Would you output each record exactly as it stands?

# # #

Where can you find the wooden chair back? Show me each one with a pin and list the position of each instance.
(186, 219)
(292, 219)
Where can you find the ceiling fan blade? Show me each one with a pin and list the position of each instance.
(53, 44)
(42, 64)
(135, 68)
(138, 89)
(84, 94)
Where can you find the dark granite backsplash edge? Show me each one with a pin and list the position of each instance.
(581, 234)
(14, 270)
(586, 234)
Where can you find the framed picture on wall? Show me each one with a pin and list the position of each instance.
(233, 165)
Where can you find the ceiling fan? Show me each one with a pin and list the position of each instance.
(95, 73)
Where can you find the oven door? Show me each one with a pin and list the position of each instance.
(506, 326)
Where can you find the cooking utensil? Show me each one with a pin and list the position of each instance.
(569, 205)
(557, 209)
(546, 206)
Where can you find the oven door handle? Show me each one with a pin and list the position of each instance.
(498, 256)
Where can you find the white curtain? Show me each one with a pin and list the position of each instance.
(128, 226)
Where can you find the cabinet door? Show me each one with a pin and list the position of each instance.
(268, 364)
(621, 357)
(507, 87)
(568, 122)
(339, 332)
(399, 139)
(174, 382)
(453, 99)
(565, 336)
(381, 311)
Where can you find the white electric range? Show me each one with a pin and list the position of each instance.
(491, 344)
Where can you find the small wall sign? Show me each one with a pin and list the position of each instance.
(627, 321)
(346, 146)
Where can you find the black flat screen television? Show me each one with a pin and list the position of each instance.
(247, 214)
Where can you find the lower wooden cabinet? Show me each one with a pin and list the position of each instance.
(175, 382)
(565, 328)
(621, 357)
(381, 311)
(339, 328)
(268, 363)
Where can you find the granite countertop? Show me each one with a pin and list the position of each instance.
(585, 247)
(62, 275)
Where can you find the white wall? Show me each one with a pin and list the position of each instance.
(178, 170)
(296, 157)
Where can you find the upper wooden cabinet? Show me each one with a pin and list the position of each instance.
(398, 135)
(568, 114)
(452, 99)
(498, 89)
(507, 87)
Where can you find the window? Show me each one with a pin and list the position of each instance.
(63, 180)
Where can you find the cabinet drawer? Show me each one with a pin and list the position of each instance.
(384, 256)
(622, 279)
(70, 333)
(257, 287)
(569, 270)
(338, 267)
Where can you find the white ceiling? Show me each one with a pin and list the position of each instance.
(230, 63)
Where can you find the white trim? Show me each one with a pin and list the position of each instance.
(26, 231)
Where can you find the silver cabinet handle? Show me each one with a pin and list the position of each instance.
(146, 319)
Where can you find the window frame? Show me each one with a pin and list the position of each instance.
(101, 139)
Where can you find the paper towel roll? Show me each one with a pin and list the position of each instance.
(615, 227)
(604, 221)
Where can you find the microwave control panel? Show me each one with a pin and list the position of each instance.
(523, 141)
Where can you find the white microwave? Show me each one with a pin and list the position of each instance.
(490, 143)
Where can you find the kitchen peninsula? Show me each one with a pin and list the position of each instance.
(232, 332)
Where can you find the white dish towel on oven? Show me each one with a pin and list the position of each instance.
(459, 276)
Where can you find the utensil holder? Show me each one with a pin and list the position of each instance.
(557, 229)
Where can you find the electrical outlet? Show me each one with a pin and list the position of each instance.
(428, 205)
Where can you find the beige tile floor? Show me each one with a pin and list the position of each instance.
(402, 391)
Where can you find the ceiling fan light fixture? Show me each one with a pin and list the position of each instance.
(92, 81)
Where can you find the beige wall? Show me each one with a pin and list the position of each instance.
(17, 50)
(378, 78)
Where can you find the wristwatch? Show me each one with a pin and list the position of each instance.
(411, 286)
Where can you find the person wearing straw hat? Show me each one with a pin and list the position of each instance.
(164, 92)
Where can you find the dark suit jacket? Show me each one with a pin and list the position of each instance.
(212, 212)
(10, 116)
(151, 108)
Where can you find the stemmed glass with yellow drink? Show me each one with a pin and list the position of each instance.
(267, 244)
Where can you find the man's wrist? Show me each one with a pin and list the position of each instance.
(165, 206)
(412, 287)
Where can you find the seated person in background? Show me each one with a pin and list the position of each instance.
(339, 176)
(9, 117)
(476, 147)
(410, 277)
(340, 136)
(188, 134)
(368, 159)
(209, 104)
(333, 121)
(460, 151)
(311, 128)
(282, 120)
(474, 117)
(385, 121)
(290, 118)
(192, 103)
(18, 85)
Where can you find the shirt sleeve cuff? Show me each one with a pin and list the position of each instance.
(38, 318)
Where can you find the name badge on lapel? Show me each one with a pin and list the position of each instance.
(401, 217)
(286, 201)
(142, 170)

# # #

[SOLUTION BELOW]
Where can you find the wooden chair back? Show me each one with a pin and list the position of each instance.
(186, 219)
(292, 219)
Where can you find the ceiling fan blade? Show me each one with a pin and list the position of each instance.
(53, 44)
(42, 64)
(135, 68)
(138, 89)
(84, 94)
Where can you find the dark granite backsplash edge? Show me each one with a pin and list the position of each instance.
(581, 234)
(14, 270)
(586, 234)
Where can you find the framed picture on wall? Show me each one with a pin and list the position of each instance.
(233, 165)
Where can you find the ceiling fan? Show me each one with a pin and list the position of each instance.
(95, 73)
Where can you find the oven door? Show me each one with a pin and list the position of each instance.
(506, 326)
Where can you find the cooking utensil? Show me each one with a pin and list the position of each instance.
(569, 205)
(557, 209)
(546, 206)
Where can you find the oven door handle? Show me each one with a pin and list the position of each instance.
(498, 256)
Where can you find the white curtain? Show me each one with a pin and list the position of each instance.
(128, 226)
Where can you find the cabinet door? Show me each one with a pin and list the position of each instance.
(268, 364)
(621, 357)
(507, 87)
(568, 122)
(339, 332)
(399, 139)
(174, 382)
(453, 99)
(565, 336)
(381, 311)
Where can you find the white electric range? Show me each one with a pin and list the position of each instance.
(491, 344)
Where can you find the small wall sign? Show me each one with a pin and list the position of each instance.
(627, 321)
(346, 146)
Where can you find the black flat screen television? Show me each one with a pin and list the position of each instance.
(247, 214)
Where can you find the lower wooden cabinet? Show me each one with a pin and list the position of each instance.
(175, 382)
(565, 328)
(621, 357)
(381, 311)
(339, 328)
(268, 363)
Where can you find the granite countertop? Show me each one with a pin and list the position of each instance.
(585, 247)
(62, 275)
Where can you find the white wall? Show me each one with a pin and list the position of each instance.
(178, 170)
(296, 157)
Where can you find the upper wooden cabinet? Show me each one with a pin and list the position of each instance.
(398, 135)
(568, 114)
(452, 99)
(498, 89)
(507, 87)
Where can you find the window? Show me each one with a pin and list the position of each instance.
(63, 180)
Where can you find the cabinet drawer? Show me each one with a pin and list the position of each instance.
(384, 256)
(622, 279)
(70, 333)
(257, 287)
(569, 270)
(338, 267)
Where can you find the white ceiling? Show me each one with a pin and list the position of each instance.
(230, 63)
Where can you find the white trim? Show me each one with a pin and list the position of each instance.
(26, 231)
Where can you find the silver cabinet handle? Show me each one with a pin and list the position of each instance.
(146, 319)
Where can you find the window frame? Show me each one with a pin and list the position of each instance.
(101, 139)
Where can you find the paper towel roll? Show me each one with a pin and list the position of each instance.
(615, 227)
(604, 221)
Where can you find the microwave control panel? Show me each one with a pin and list the position of each instance.
(523, 141)
Where can you find the white microwave? Show me each one with a pin and list the position of each instance.
(490, 143)
Where can you find the kitchen peninsula? Show me each one with a pin and list the position of each instance.
(232, 332)
Where can you find the white dish towel on oven? Show me each one with a pin and list the position of each instance.
(459, 276)
Where can you find the utensil holder? Show me each one with a pin and list the position of each instance.
(557, 229)
Where can you find the electrical outlet? Show me each one with a pin and list the position of each instance.
(428, 205)
Where can you find the beige tile floor? Show me each one with a pin and list the position of each instance.
(402, 391)
Where can you find the ceiling fan light fixture? Show me each one with a pin and list the position of each instance.
(92, 81)
Where can you find the beige wall? Show me each one with a pin and list the position of each instance.
(17, 50)
(378, 78)
Where can you find the wristwatch? Show me each one with a pin and list the position of each instance.
(411, 286)
Where can you find the person wearing straw hat? Show me each one with a pin and list the position of each instance.
(164, 92)
Where can you find the dark suit jacket? Show me each one with a pin and list the position of each instance.
(212, 212)
(10, 116)
(151, 108)
Where can you find the stemmed glass with yellow drink? Show me each one with a pin and list the position of each instance.
(267, 244)
Where can you find the man's wrist? Show me each one with a pin and list the position of each instance.
(165, 206)
(412, 287)
Where can you find the seated person in background? Show me each one with a pin and list the position of each instance.
(339, 176)
(9, 117)
(476, 147)
(410, 277)
(340, 136)
(188, 134)
(368, 159)
(209, 104)
(333, 121)
(460, 151)
(311, 128)
(282, 120)
(474, 117)
(385, 121)
(290, 118)
(192, 103)
(18, 85)
Where can you find the shirt sleeve cuff? Show me each one with a pin and list the position of each instance.
(38, 318)
Where can you find the name badge on lapel? Show me each one with a pin and list the position of each instance.
(401, 217)
(286, 201)
(142, 170)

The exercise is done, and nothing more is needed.